What is required:
Every line of the data must be copied exactly.

Provided records:
== == ==

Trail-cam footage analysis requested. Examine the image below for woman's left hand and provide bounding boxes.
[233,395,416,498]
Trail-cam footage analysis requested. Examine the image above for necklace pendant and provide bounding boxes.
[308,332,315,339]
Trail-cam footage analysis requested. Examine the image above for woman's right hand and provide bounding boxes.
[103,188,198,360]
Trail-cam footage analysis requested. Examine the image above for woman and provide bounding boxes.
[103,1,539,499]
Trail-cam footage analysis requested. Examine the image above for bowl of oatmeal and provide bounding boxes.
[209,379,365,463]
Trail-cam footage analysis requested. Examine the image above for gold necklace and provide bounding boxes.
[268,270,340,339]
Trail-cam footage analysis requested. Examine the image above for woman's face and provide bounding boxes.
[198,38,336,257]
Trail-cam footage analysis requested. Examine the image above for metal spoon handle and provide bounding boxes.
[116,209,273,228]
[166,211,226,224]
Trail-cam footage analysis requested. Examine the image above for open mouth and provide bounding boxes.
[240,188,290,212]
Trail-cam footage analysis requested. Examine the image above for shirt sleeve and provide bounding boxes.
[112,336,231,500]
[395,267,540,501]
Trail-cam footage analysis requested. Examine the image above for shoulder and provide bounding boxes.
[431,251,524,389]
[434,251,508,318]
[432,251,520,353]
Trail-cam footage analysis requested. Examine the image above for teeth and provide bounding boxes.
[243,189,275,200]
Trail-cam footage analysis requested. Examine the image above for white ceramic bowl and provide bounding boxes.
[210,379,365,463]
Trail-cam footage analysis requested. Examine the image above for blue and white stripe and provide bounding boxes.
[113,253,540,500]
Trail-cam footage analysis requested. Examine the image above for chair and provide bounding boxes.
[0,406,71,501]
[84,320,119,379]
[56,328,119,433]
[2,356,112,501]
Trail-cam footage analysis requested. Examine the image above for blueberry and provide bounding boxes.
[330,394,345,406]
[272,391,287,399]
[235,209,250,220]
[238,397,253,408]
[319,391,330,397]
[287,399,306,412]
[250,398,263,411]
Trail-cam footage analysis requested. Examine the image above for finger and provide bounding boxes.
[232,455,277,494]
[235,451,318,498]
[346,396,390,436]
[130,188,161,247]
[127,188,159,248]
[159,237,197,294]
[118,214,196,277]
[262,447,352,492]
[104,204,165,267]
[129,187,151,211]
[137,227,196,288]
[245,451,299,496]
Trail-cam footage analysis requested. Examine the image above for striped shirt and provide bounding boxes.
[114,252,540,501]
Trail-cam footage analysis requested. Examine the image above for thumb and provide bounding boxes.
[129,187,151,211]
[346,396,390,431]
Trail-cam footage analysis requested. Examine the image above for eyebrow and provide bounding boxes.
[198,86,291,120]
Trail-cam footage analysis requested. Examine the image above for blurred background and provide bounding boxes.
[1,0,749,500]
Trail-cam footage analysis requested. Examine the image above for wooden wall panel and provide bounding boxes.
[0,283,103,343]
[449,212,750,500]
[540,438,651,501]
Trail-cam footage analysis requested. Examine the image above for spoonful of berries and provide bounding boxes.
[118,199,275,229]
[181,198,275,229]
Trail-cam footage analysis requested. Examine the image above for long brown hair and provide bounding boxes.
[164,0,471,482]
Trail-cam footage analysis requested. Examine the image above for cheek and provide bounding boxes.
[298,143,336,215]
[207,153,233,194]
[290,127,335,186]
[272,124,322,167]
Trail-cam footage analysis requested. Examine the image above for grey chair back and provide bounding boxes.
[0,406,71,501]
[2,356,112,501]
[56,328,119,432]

== == ==

Output:
Trail-cam footage analysis requested. Examine the image below for woman's left hand and provide bounding boxes.
[233,395,416,498]
Trail-cam footage analysis requested. Examine the image above for necklace pendant and provide bounding boxes.
[308,332,315,339]
Trail-cam footage analysis requested. Examine the image above for woman's right hand and provide bounding boxes.
[103,188,198,360]
Trail-cam footage analysis requested. Examine the image above for woman and provide bounding boxes.
[103,1,539,499]
Trail-cam footage analysis requested. Examine the image above for bowl of oatmeal and provide bounding boxes.
[209,379,365,463]
Trail-cam footage analysis requested. Examine the image above for gold necklace and provide bounding boxes.
[268,270,340,339]
Trail-cam footage analysis requested. Examine the image above for woman's face and provide bounding boxes.
[198,38,336,257]
Trail-cam footage analysis requested. Examine the image above for metal spoon handle and provide bounding boxes.
[116,209,273,228]
[166,211,226,224]
Trail-cam footage analysis requested. Examine the image above for open mouth and provide bounding boxes.
[240,188,290,212]
Trail-cam footage analysis requested. Examine the image above for shirt sleeve and provide bounding boxes.
[112,336,231,500]
[395,267,540,501]
Trail-cam footage analysis requested. Examine the image above for shoulder and provide bounding boxes.
[431,251,524,389]
[434,251,508,318]
[432,251,520,353]
Trail-cam footage analysis requested. Examine the image above for teeth and provide bounding boxes.
[243,189,275,200]
Trail-cam footage analysis requested. Examine the image above for white ceramic bowl and provide bounding boxes.
[210,379,365,463]
Trail-cam footage analysis requested. Examine the image above for blue and white stripe and provide bounding boxes.
[113,253,540,500]
Trail-cam footage analysis requested. Examine the image above for chair and provide bounding boxes.
[0,406,71,501]
[84,320,119,379]
[56,328,119,433]
[2,356,112,501]
Trail-cam footage analysis requested. Examine the image above for blueberry and provide bounding boxes.
[330,394,345,406]
[272,391,287,399]
[235,209,250,220]
[238,397,253,408]
[319,391,330,397]
[287,399,306,412]
[250,398,263,411]
Trail-cam footage analysis requested. Examine the image above for finger and provide bounding boxes.
[232,455,277,494]
[235,451,318,498]
[346,396,390,436]
[130,188,161,247]
[127,188,159,248]
[159,237,197,294]
[118,214,196,277]
[262,447,352,492]
[104,204,165,267]
[129,187,151,211]
[137,227,196,288]
[245,451,299,496]
Trail-cam footage analysis requested. Examine the image above for striped shirt and provide bounding boxes.
[114,252,540,501]
Trail-cam footage analysis requested. Examine the image above for thumb and provide bounding boxes.
[129,187,151,211]
[346,396,390,431]
Trail-cam footage analysis requested. Examine the image above for eyebrow and provide bounding boxes.
[198,86,291,120]
Trail-cam footage analysis requested. Examine the image above for blurred background and provide bounding boxes.
[1,0,749,500]
Trail-cam footage analysis requested. Examine the image above for wooden wall panel and provide bounding boxes.
[0,283,103,343]
[449,212,750,500]
[540,438,651,501]
Trail-cam footage analysis requested. Examine the image above for spoonful of berries and provide bounding boxes.
[118,199,275,229]
[181,198,275,229]
Trail-cam footage analysis requested. Examine the image above for long brown hair and provide bounding boxes.
[164,0,471,482]
Trail-cam footage analysis requested. Examine the image above for cheek and provide bounding boxes.
[298,143,336,215]
[207,153,233,194]
[290,127,335,186]
[272,124,322,167]
Trail-cam footage analysis requested. Examine the image above for grey chair back and provide bounding boxes.
[0,406,71,501]
[2,356,112,501]
[56,328,119,432]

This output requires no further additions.